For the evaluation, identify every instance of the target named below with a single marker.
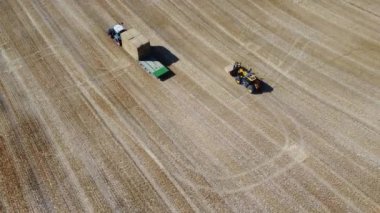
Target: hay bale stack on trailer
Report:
(136, 45)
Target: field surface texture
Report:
(84, 128)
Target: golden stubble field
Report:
(83, 128)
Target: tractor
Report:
(245, 77)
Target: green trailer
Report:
(154, 67)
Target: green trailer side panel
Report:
(154, 67)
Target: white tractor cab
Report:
(115, 31)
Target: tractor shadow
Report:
(167, 58)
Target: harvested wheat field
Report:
(84, 128)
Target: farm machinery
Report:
(245, 77)
(136, 45)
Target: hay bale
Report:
(135, 44)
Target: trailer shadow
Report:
(265, 88)
(164, 55)
(167, 58)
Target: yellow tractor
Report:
(245, 77)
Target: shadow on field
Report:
(164, 55)
(167, 58)
(265, 88)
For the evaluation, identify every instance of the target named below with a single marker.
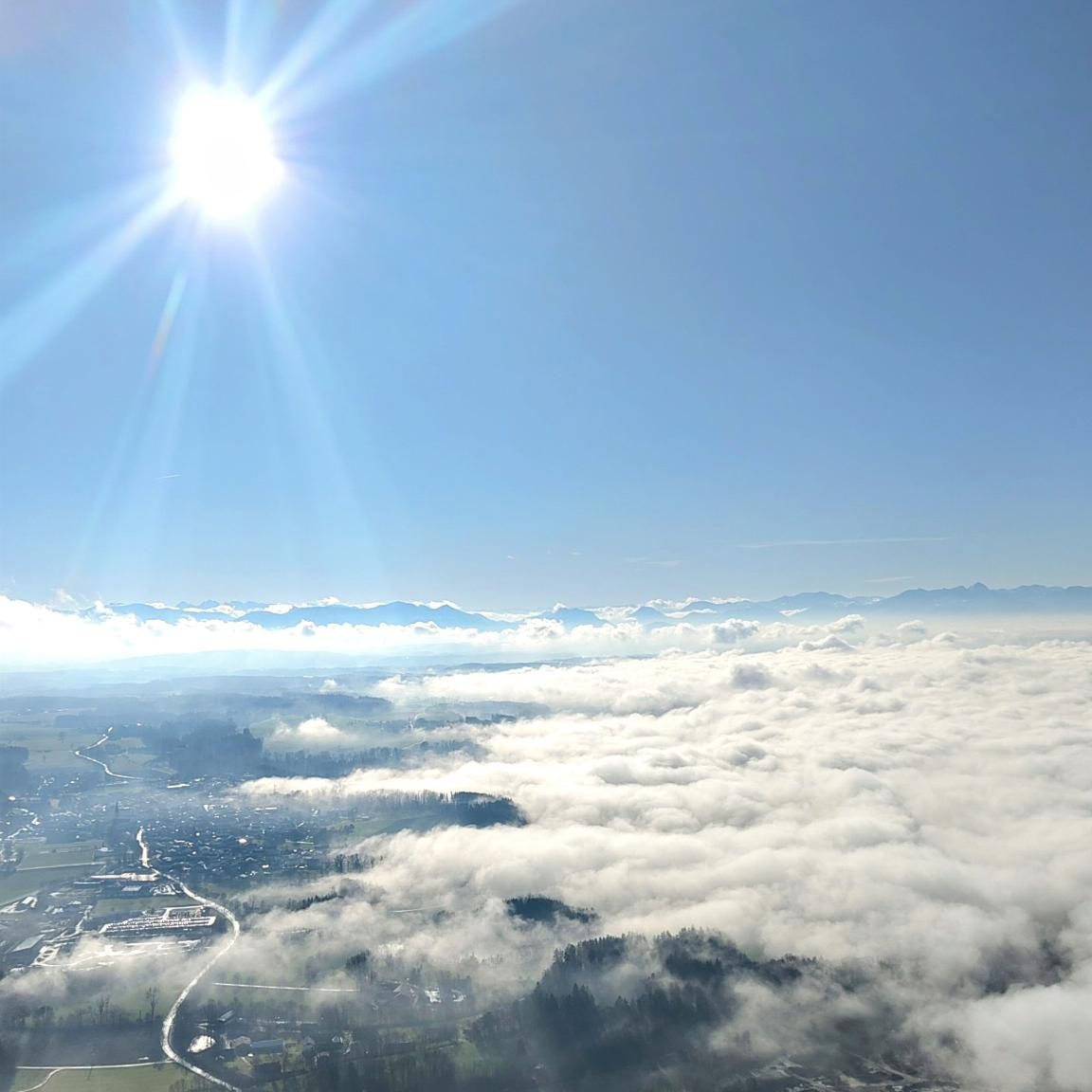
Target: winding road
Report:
(168, 1024)
(106, 735)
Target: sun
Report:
(224, 157)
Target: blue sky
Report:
(592, 300)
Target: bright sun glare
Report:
(223, 152)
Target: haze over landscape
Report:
(544, 546)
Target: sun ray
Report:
(31, 324)
(419, 29)
(327, 28)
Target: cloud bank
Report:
(919, 803)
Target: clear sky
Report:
(591, 300)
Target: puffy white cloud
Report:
(921, 804)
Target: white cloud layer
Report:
(921, 802)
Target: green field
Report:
(21, 883)
(156, 1078)
(63, 853)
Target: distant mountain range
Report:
(809, 606)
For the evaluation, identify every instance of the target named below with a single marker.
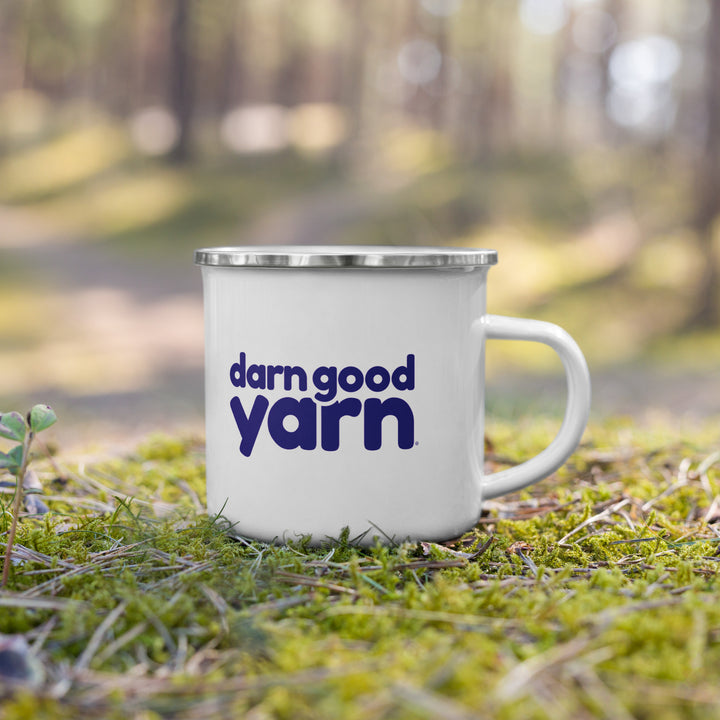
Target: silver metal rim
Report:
(350, 256)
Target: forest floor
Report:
(114, 339)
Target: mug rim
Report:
(345, 256)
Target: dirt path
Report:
(122, 352)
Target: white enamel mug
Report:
(345, 388)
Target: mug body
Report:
(344, 396)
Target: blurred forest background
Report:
(579, 138)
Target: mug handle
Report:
(577, 410)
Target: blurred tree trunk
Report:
(708, 179)
(180, 77)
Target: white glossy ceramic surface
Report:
(283, 463)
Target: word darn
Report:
(294, 422)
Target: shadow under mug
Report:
(344, 388)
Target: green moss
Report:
(597, 583)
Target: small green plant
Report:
(21, 430)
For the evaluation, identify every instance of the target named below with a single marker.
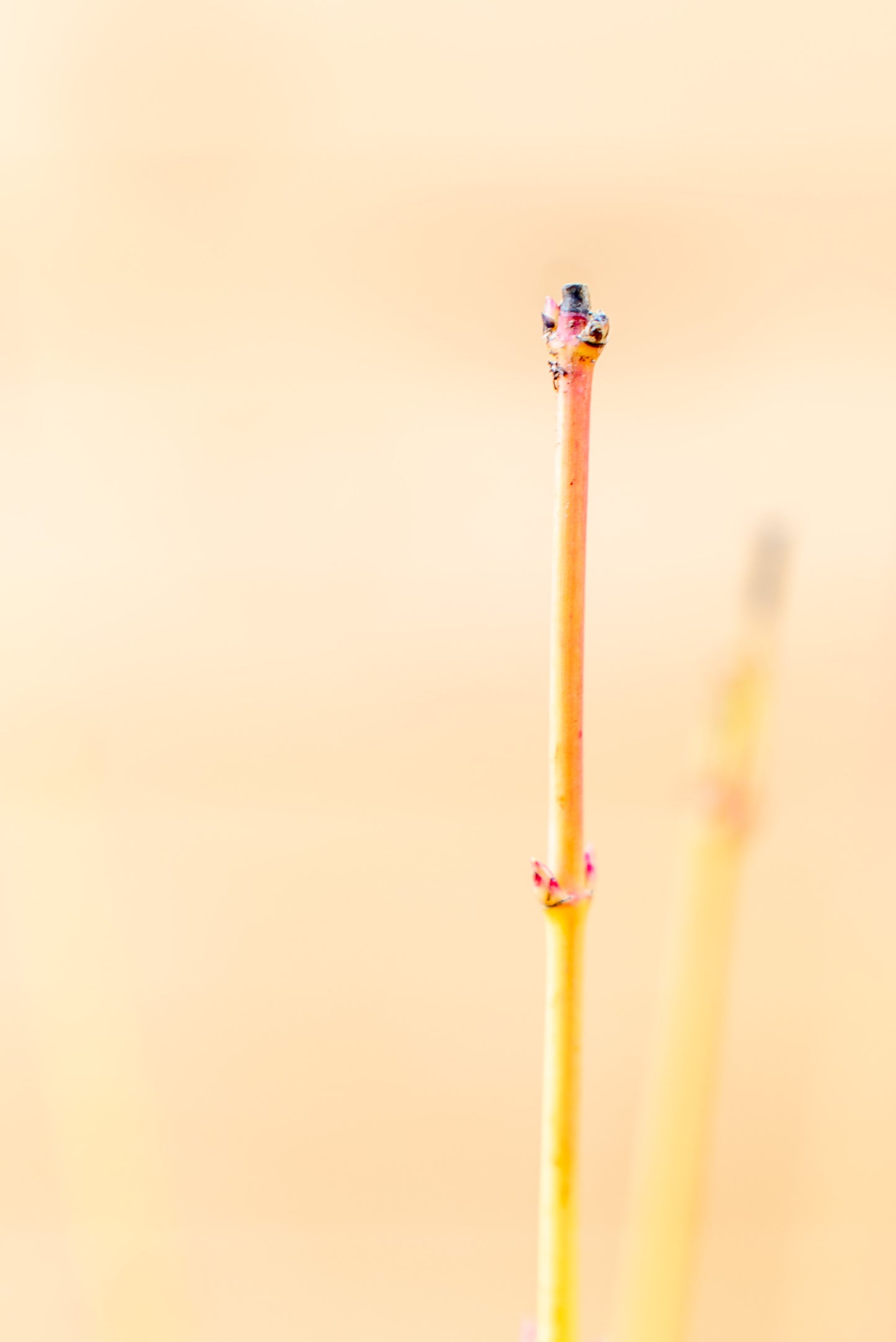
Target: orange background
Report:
(274, 556)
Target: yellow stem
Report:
(576, 339)
(663, 1231)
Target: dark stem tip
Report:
(576, 300)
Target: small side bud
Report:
(549, 316)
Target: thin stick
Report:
(662, 1237)
(576, 337)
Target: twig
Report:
(574, 337)
(662, 1237)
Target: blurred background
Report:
(274, 577)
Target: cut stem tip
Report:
(576, 300)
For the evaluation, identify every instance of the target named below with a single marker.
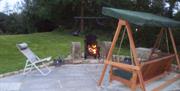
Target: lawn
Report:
(46, 44)
(53, 44)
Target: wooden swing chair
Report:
(141, 72)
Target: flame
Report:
(92, 49)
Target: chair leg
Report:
(25, 67)
(43, 73)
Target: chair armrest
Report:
(42, 60)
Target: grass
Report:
(53, 44)
(46, 44)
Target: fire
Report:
(92, 49)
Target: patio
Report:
(69, 77)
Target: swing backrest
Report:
(156, 67)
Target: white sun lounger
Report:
(32, 59)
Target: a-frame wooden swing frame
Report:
(137, 67)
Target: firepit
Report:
(91, 47)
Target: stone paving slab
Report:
(79, 77)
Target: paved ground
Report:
(80, 77)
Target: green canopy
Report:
(140, 18)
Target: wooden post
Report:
(174, 47)
(120, 23)
(157, 43)
(133, 48)
(82, 15)
(134, 81)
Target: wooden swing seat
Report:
(141, 72)
(151, 70)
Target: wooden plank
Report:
(120, 79)
(174, 47)
(133, 48)
(120, 23)
(158, 59)
(168, 82)
(123, 66)
(156, 77)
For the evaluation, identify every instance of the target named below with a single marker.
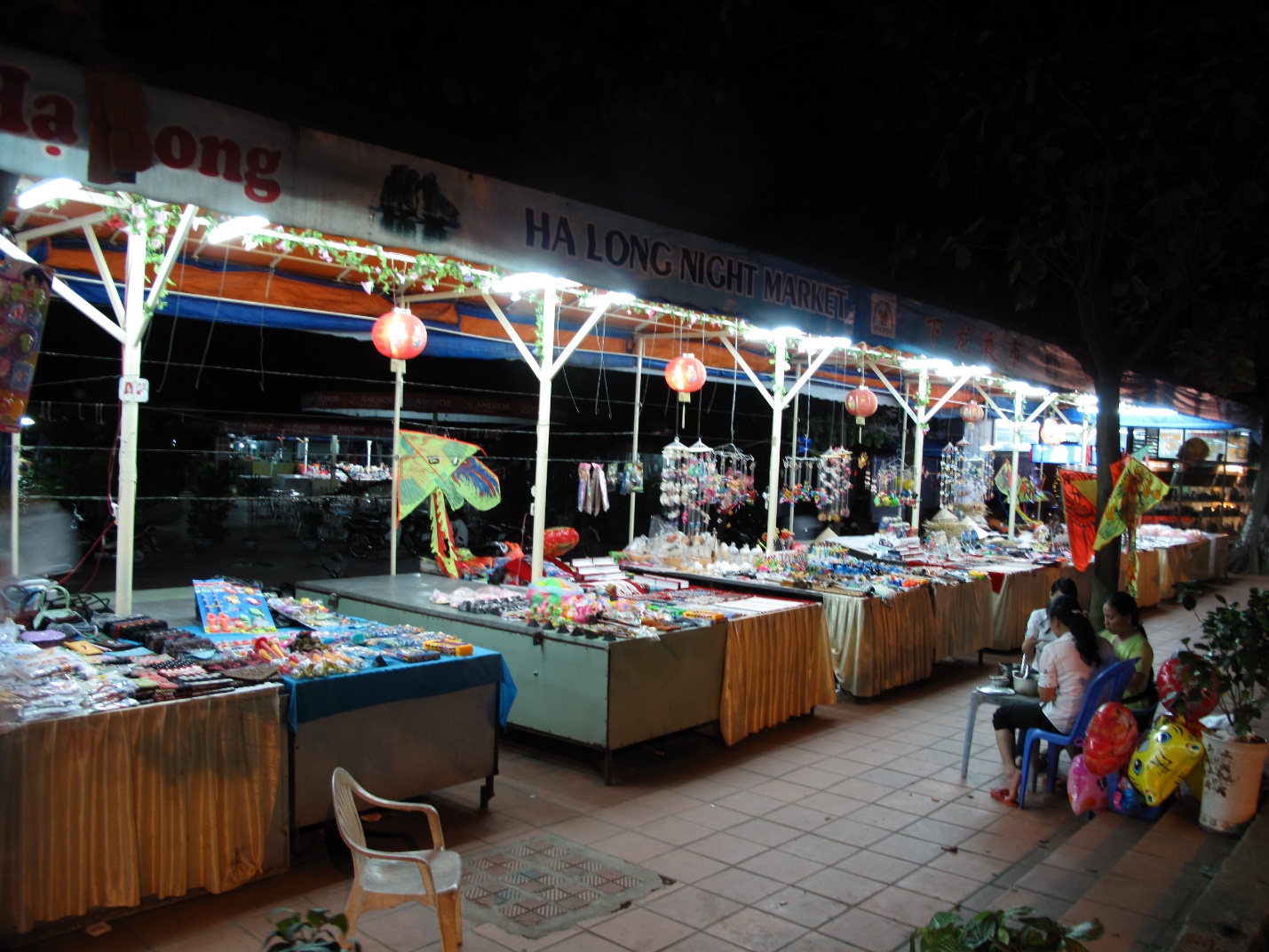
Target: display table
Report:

━━━━

▶ DO THIS
Reproduce all of the records above verbatim, leaving out the pictures.

▶ RESPONSE
For the evaluation, identify every instance of the target named below with a single marker.
Target: hay bale stack on trailer
Report:
(136, 45)
Target: field surface texture
Report:
(84, 128)
Target: golden stubble field
Report:
(83, 128)
Target: tractor
Report:
(245, 77)
Target: green trailer
Report:
(154, 67)
Target: green trailer side panel
Report:
(154, 67)
Target: white tractor cab
Report:
(115, 31)
Target: tractor shadow
Report:
(167, 58)
Target: harvested wheat field
Report:
(84, 128)
Target: farm machinery
Report:
(245, 77)
(136, 45)
Target: hay bale
Report:
(135, 44)
Target: trailer shadow
Report:
(265, 88)
(164, 55)
(167, 58)
Target: yellow tractor
Report:
(245, 77)
Target: shadow on field
Report:
(164, 55)
(167, 58)
(265, 88)
For the evaluation, identify every instance of the target named below with a single marker.
Target: winding road
Report:
(168, 1024)
(106, 735)
Target: sun
Report:
(224, 157)
Target: blue sky
Report:
(592, 300)
Target: bright sun glare
Report:
(223, 152)
Target: haze over landscape
Report:
(544, 546)
Target: sun ray
Report:
(31, 324)
(419, 29)
(327, 28)
Target: cloud bank
Report:
(919, 803)
Target: clear sky
Report:
(591, 300)
Target: puffy white cloud
Report:
(921, 804)
Target: white cloud layer
Report:
(921, 802)
Target: green field
Report:
(21, 883)
(156, 1078)
(63, 853)
Target: distant mountain range
Report:
(809, 606)
For the evaluation, identify every instance of the target named below with a single marker.
Target: silver metal rim
Report:
(350, 256)
Target: forest floor
Report:
(114, 339)
Target: mug rim
Report:
(345, 256)
Target: dirt path
Report:
(122, 352)
Target: white enamel mug
Report:
(345, 388)
Target: mug body
Report:
(344, 396)
Target: blurred forest background
Report:
(579, 138)
Target: mug handle
Report:
(577, 410)
Target: blurred tree trunk
Report:
(708, 179)
(180, 77)
Target: white glossy ceramic surface
Report:
(283, 463)
Target: word darn
Report:
(294, 422)
Target: shadow under mug
Report:
(344, 388)
Target: green moss
Report:
(597, 583)
Target: small green plant
Report:
(21, 430)
For the evaluation, identify every instance of the target named below with a single marker.
Target: orange background
Report:
(274, 556)
Target: yellow stem
Report:
(576, 339)
(663, 1231)
Target: dark stem tip
Report:
(576, 300)
Target: small side bud
Report:
(549, 316)
Target: thin stick
Report:
(662, 1237)
(576, 337)
Target: twig
Report:
(574, 337)
(662, 1237)
Target: blurred background
Report:
(274, 577)
Target: cut stem tip
Report:
(576, 300)
For the evaluation, identify every instance of the target named below with a single marker.
Target: lawn
Report:
(46, 44)
(53, 44)
Target: wooden swing chair
Report:
(141, 72)
Target: flame
Report:
(92, 49)
Target: chair leg
Report:
(25, 67)
(43, 73)
Target: chair armrest
Report:
(42, 60)
Target: grass
Report:
(53, 44)
(46, 44)
Target: fire
Report:
(92, 49)
Target: patio
Report:
(69, 77)
Target: swing backrest
Report:
(156, 67)
Target: white sun lounger
Report:
(32, 59)
Target: a-frame wooden swing frame
Report:
(137, 67)
Target: firepit
Report:
(91, 47)
Target: stone paving slab
Report:
(79, 77)
Target: paved ground
Report:
(80, 77)
Target: green canopy
Report:
(140, 18)
Target: wooden post
Report:
(174, 47)
(120, 23)
(157, 43)
(133, 48)
(82, 15)
(134, 81)
Target: wooden swing seat
Report:
(141, 72)
(151, 70)
Target: wooden plank
Report:
(120, 79)
(174, 47)
(133, 48)
(120, 23)
(158, 59)
(168, 82)
(123, 66)
(156, 77)
For the evaluation, identify every instance of the target named below with a single marker.
Target: display table
Report:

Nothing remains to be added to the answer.